Write out every line of the records below again, starting with the line that contains "# point at: rolling hill (one per instance)" and going on through the end of the records. Add 46 to each number in the coordinates.

■ Labeled-object pointing records:
━━━━

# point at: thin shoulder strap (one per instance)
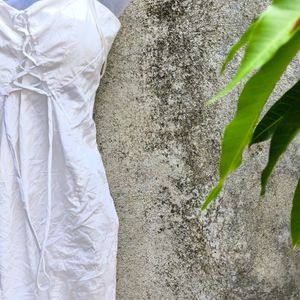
(93, 9)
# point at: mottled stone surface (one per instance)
(160, 147)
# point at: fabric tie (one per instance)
(16, 85)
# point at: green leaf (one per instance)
(295, 217)
(251, 102)
(274, 27)
(267, 126)
(284, 133)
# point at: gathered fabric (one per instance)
(58, 222)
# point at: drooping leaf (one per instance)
(280, 109)
(274, 27)
(295, 217)
(257, 90)
(284, 133)
(237, 46)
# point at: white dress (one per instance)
(58, 222)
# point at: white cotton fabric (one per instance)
(58, 222)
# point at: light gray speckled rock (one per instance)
(160, 147)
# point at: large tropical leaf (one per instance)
(251, 101)
(267, 126)
(274, 27)
(282, 123)
(295, 217)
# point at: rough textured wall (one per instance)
(160, 146)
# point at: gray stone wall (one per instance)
(161, 146)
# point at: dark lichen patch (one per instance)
(212, 254)
(168, 10)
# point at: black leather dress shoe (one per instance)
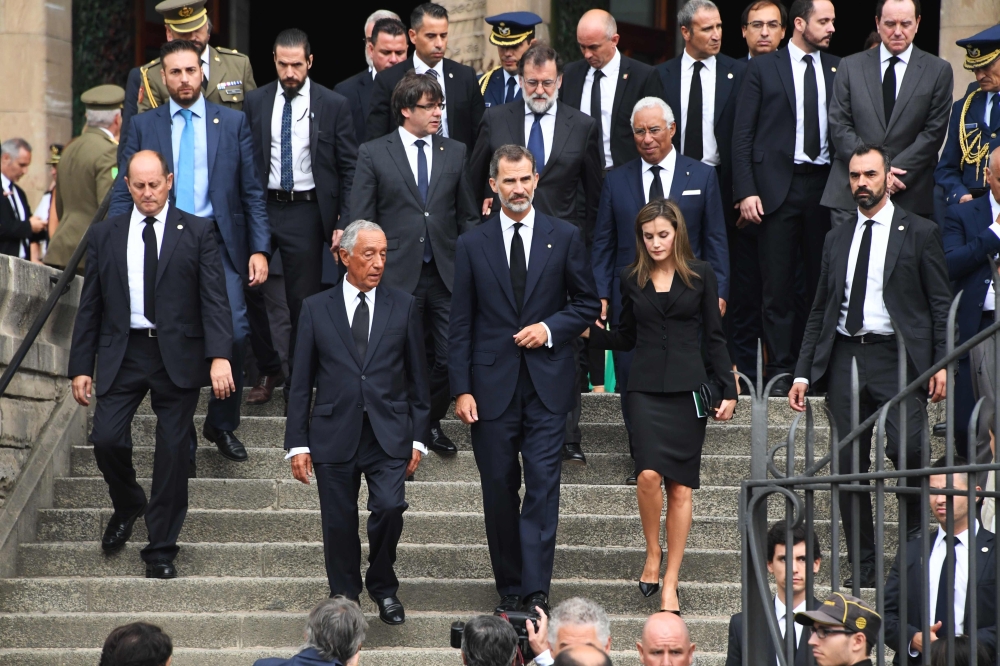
(119, 530)
(390, 610)
(230, 447)
(161, 569)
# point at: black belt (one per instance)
(285, 197)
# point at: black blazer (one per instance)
(668, 342)
(461, 95)
(728, 79)
(358, 91)
(575, 162)
(986, 583)
(635, 81)
(390, 382)
(193, 320)
(332, 146)
(764, 128)
(915, 290)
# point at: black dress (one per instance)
(666, 329)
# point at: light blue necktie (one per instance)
(184, 187)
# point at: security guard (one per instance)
(87, 170)
(512, 33)
(975, 122)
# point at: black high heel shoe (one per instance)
(649, 589)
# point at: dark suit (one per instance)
(635, 81)
(916, 294)
(916, 578)
(193, 327)
(461, 96)
(523, 395)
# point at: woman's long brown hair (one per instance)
(643, 265)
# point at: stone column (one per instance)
(36, 58)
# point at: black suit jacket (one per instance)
(635, 81)
(916, 568)
(193, 320)
(764, 128)
(332, 146)
(728, 79)
(358, 92)
(575, 165)
(691, 314)
(390, 383)
(461, 95)
(915, 290)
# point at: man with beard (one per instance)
(308, 180)
(883, 276)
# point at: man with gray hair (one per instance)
(334, 634)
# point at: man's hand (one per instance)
(531, 337)
(937, 386)
(82, 386)
(302, 467)
(221, 373)
(258, 269)
(465, 408)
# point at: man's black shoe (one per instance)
(230, 447)
(161, 569)
(440, 442)
(119, 531)
(390, 610)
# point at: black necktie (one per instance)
(856, 306)
(359, 327)
(889, 88)
(518, 266)
(810, 105)
(693, 143)
(655, 187)
(150, 259)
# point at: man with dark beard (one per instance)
(883, 276)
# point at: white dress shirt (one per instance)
(135, 257)
(710, 148)
(548, 123)
(608, 86)
(301, 157)
(420, 67)
(351, 301)
(666, 176)
(798, 74)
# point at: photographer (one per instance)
(576, 621)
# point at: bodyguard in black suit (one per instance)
(882, 277)
(155, 315)
(361, 345)
(622, 82)
(463, 101)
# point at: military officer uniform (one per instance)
(87, 170)
(499, 86)
(975, 125)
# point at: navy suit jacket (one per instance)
(390, 383)
(482, 357)
(234, 189)
(621, 200)
(968, 242)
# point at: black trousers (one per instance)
(338, 485)
(878, 381)
(792, 234)
(142, 372)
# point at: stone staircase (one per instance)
(251, 559)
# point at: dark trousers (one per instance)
(338, 485)
(142, 372)
(878, 382)
(791, 234)
(521, 536)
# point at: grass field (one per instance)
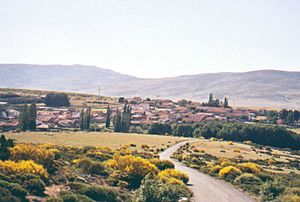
(233, 150)
(113, 140)
(296, 130)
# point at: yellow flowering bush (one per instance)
(237, 150)
(26, 167)
(215, 169)
(250, 167)
(225, 162)
(131, 165)
(105, 149)
(39, 154)
(168, 174)
(230, 172)
(162, 164)
(131, 169)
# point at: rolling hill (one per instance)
(267, 88)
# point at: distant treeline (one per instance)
(51, 99)
(269, 135)
(12, 98)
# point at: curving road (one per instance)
(204, 187)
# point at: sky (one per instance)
(153, 38)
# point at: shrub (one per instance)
(57, 100)
(25, 167)
(229, 172)
(99, 155)
(38, 154)
(71, 197)
(250, 168)
(5, 145)
(248, 182)
(100, 193)
(91, 167)
(265, 176)
(153, 190)
(131, 144)
(289, 198)
(5, 195)
(168, 174)
(237, 150)
(54, 199)
(97, 169)
(215, 169)
(226, 162)
(135, 168)
(35, 186)
(270, 190)
(162, 164)
(292, 190)
(248, 178)
(15, 189)
(248, 142)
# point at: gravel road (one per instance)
(204, 187)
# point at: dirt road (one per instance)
(204, 187)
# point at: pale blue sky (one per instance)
(153, 38)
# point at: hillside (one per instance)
(267, 88)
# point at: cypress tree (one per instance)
(23, 118)
(32, 116)
(210, 99)
(117, 122)
(88, 118)
(226, 102)
(107, 119)
(81, 120)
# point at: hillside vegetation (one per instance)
(259, 88)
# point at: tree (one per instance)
(32, 116)
(117, 122)
(182, 102)
(283, 114)
(226, 105)
(23, 118)
(81, 120)
(290, 118)
(122, 120)
(107, 119)
(5, 144)
(160, 129)
(126, 119)
(210, 99)
(85, 119)
(57, 100)
(296, 115)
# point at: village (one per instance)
(143, 112)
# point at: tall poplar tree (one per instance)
(107, 119)
(23, 118)
(32, 116)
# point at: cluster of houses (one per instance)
(167, 111)
(143, 112)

━━━━

■ SOLUTION:
# point at: rolling hill (one per instance)
(313, 134)
# point at: distant treeline (one per instance)
(97, 145)
(315, 181)
(58, 144)
# point at: curving road (one per instance)
(250, 233)
# point at: sky (one per instance)
(199, 84)
# point at: shrub (one per instance)
(103, 146)
(71, 213)
(275, 218)
(145, 201)
(84, 200)
(117, 243)
(296, 214)
(51, 191)
(294, 228)
(146, 239)
(137, 213)
(311, 222)
(199, 236)
(177, 190)
(335, 244)
(51, 241)
(214, 220)
(283, 196)
(100, 245)
(143, 215)
(261, 215)
(272, 208)
(181, 214)
(81, 232)
(316, 236)
(208, 210)
(338, 236)
(294, 224)
(61, 235)
(294, 188)
# point at: gravel road (one per instance)
(250, 233)
# point at: dirt road (one per instance)
(250, 233)
# point at: pale blue sky (one per instance)
(199, 84)
# point at: hillside (one per instance)
(313, 134)
# point at: cypress tree (one per instance)
(69, 164)
(78, 162)
(256, 145)
(163, 168)
(134, 164)
(272, 148)
(153, 165)
(127, 166)
# point at: hillside vegetation (one per instance)
(305, 134)
# point at: tree (one per instance)
(78, 162)
(163, 168)
(228, 148)
(329, 160)
(272, 151)
(69, 164)
(127, 166)
(336, 164)
(168, 166)
(153, 165)
(51, 190)
(206, 175)
(172, 165)
(256, 145)
(131, 165)
(103, 146)
(342, 161)
# point at: village (one per instance)
(189, 158)
# point at: tall poplar tree (one per instance)
(153, 165)
(69, 164)
(78, 162)
# point at: cluster of houses (one per instance)
(213, 157)
(189, 158)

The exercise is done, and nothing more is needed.